>> START MATERIAL

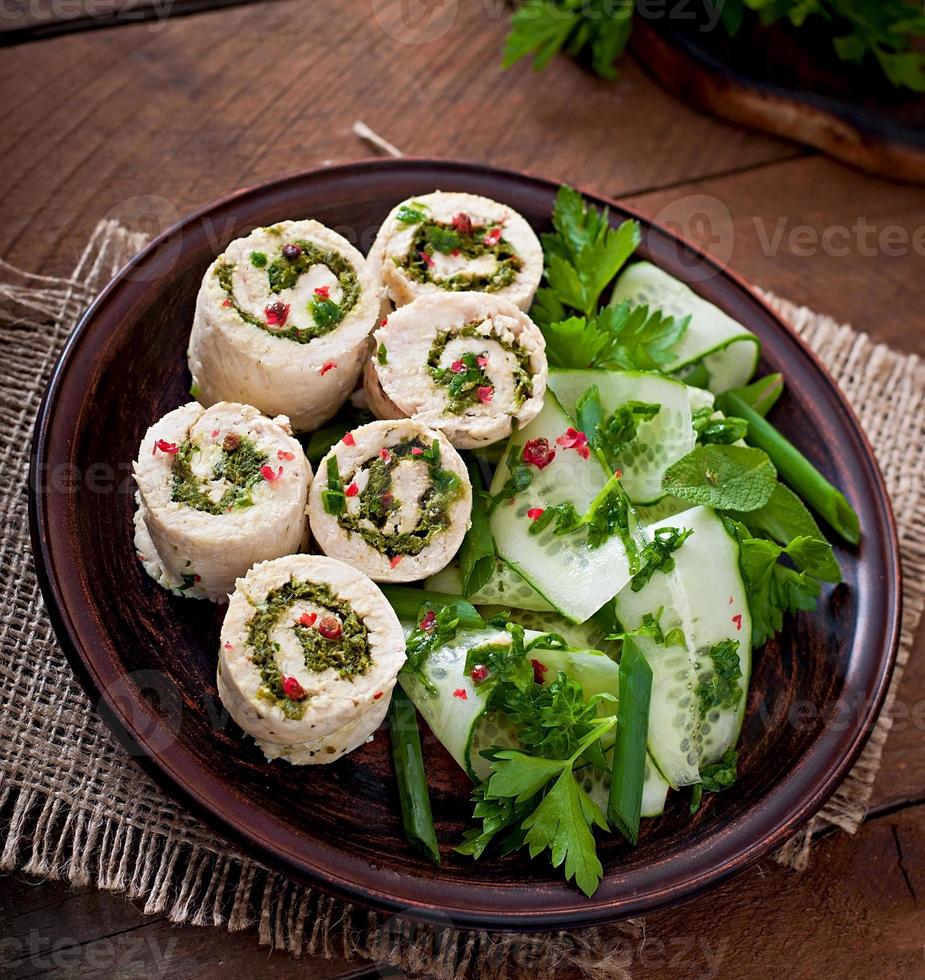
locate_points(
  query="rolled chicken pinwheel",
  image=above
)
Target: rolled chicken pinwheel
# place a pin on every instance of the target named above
(218, 489)
(310, 649)
(452, 242)
(282, 321)
(394, 500)
(469, 364)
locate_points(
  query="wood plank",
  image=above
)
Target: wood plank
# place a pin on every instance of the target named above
(817, 233)
(152, 121)
(859, 911)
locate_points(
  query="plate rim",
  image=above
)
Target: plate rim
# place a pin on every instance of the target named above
(809, 794)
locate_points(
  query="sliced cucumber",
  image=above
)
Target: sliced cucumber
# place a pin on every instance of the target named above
(659, 442)
(456, 713)
(654, 789)
(705, 598)
(590, 635)
(575, 579)
(726, 351)
(505, 588)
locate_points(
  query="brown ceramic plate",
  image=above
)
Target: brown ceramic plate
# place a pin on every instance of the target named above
(149, 659)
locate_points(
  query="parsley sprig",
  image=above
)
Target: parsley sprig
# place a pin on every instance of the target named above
(878, 32)
(582, 256)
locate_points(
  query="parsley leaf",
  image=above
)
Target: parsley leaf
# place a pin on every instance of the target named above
(773, 588)
(597, 29)
(724, 477)
(562, 825)
(584, 252)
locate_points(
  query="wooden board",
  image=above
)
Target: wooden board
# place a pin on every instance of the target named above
(122, 119)
(790, 83)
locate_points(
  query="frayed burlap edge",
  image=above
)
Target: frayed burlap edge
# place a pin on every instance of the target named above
(180, 869)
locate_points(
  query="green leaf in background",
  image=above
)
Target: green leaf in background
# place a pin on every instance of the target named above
(881, 33)
(723, 477)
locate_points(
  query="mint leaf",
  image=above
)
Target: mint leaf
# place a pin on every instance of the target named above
(724, 477)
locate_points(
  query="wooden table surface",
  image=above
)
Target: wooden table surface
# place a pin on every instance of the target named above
(144, 121)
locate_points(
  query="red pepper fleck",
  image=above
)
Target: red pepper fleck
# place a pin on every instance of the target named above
(330, 627)
(293, 689)
(276, 313)
(538, 453)
(463, 223)
(573, 439)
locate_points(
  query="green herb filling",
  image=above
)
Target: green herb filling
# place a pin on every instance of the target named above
(348, 653)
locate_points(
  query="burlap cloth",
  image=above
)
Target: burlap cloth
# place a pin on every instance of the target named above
(74, 806)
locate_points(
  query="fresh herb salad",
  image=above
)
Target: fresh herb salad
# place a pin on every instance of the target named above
(560, 541)
(631, 546)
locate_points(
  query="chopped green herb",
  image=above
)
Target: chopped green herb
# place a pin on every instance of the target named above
(720, 688)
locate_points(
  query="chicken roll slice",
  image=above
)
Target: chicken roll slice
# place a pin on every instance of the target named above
(471, 365)
(282, 321)
(452, 242)
(394, 500)
(219, 489)
(310, 649)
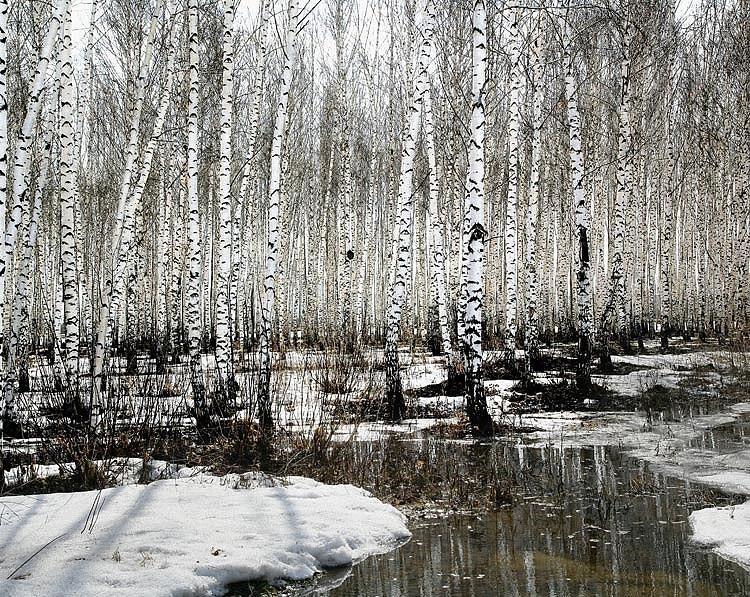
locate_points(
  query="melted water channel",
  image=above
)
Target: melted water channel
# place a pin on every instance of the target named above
(585, 522)
(588, 522)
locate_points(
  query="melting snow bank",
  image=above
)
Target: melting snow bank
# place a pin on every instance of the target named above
(725, 530)
(188, 536)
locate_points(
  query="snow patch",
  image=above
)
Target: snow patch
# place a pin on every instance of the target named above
(187, 536)
(725, 530)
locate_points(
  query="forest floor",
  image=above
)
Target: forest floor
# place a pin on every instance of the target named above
(186, 517)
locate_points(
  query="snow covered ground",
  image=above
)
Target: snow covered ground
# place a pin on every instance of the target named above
(187, 536)
(725, 530)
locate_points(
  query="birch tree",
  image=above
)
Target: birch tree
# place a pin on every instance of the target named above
(473, 254)
(582, 224)
(274, 193)
(394, 400)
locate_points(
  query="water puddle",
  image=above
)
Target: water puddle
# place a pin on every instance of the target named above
(589, 522)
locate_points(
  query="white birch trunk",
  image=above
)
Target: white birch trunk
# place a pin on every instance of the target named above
(582, 225)
(475, 231)
(223, 298)
(404, 219)
(511, 212)
(67, 208)
(274, 196)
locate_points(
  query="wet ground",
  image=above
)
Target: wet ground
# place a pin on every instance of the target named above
(585, 521)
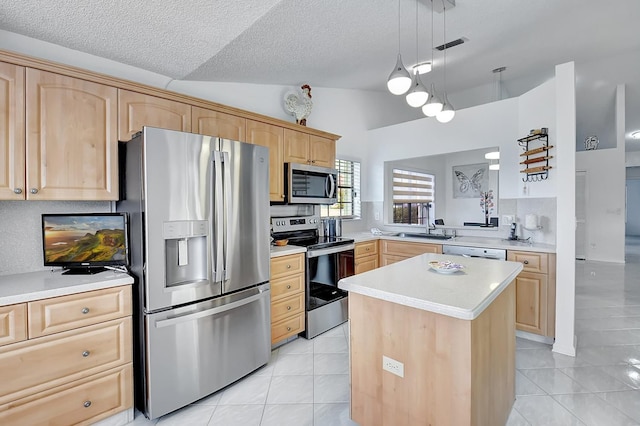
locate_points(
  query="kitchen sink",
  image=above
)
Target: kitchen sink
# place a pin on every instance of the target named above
(426, 236)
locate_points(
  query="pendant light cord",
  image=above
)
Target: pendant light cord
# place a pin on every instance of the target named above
(444, 34)
(432, 63)
(415, 68)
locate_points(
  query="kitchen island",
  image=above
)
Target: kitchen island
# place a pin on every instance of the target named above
(446, 343)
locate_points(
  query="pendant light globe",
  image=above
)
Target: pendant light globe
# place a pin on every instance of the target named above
(433, 105)
(447, 113)
(399, 80)
(418, 95)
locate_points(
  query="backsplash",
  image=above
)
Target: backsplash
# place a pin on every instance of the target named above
(20, 227)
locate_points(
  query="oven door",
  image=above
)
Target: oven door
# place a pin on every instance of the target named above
(327, 305)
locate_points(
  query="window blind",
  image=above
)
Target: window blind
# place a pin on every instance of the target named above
(412, 187)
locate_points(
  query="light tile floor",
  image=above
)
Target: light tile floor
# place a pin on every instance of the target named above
(307, 381)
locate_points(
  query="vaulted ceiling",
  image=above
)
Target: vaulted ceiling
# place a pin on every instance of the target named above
(353, 44)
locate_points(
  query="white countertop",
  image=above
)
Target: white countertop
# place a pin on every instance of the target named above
(464, 294)
(277, 251)
(484, 242)
(20, 288)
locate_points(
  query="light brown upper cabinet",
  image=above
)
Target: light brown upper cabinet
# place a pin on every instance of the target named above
(214, 123)
(12, 166)
(309, 149)
(322, 151)
(272, 137)
(136, 110)
(72, 145)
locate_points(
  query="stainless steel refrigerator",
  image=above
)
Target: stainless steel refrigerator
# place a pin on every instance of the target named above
(199, 229)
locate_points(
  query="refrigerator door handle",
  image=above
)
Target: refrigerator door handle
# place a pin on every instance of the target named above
(217, 218)
(228, 215)
(209, 312)
(332, 186)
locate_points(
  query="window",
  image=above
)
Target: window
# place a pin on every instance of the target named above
(413, 195)
(348, 204)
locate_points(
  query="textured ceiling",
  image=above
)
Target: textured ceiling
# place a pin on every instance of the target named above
(346, 44)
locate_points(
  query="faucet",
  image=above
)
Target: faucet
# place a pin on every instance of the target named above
(429, 228)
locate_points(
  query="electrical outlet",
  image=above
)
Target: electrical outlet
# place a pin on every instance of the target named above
(393, 366)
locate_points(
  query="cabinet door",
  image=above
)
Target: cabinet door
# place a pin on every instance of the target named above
(531, 302)
(214, 123)
(296, 147)
(322, 151)
(12, 172)
(72, 145)
(13, 323)
(136, 110)
(272, 137)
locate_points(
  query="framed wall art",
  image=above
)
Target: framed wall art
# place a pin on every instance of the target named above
(470, 180)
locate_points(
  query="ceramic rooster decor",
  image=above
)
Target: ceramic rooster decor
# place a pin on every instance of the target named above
(299, 104)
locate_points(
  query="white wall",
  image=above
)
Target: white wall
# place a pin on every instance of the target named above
(605, 198)
(565, 112)
(483, 126)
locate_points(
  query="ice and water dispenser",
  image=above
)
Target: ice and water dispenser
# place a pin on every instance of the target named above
(186, 251)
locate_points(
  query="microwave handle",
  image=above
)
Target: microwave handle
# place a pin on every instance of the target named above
(332, 188)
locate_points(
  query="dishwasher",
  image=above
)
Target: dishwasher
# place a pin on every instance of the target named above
(499, 254)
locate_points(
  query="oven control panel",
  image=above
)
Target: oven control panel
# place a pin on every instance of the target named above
(283, 224)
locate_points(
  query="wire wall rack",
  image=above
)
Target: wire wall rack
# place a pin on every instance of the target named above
(535, 158)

>> END MATERIAL

→ WRITTEN EXERCISE: Find every line in the records above that contains the word "outlet" and copy each one.

→ EXERCISE SOLUTION:
  query="electrical outlet",
Target: electrical outlet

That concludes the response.